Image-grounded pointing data
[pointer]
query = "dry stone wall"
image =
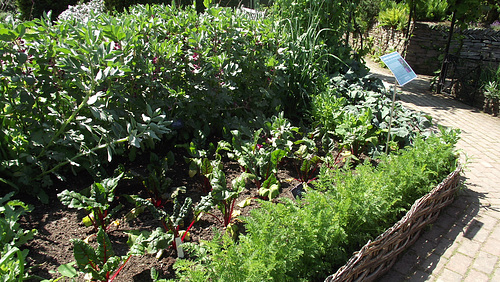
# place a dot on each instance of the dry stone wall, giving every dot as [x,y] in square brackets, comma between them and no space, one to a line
[427,43]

■ Problem to work on: Print each record as it appears above, dropping every picture from the copy.

■ Response for this exercise:
[pointer]
query = "dry stone wall"
image =
# place a dot on each instance of the dry stone wall, giving every dot as [x,y] in square brackets, comma between them and no space, one to a line
[427,43]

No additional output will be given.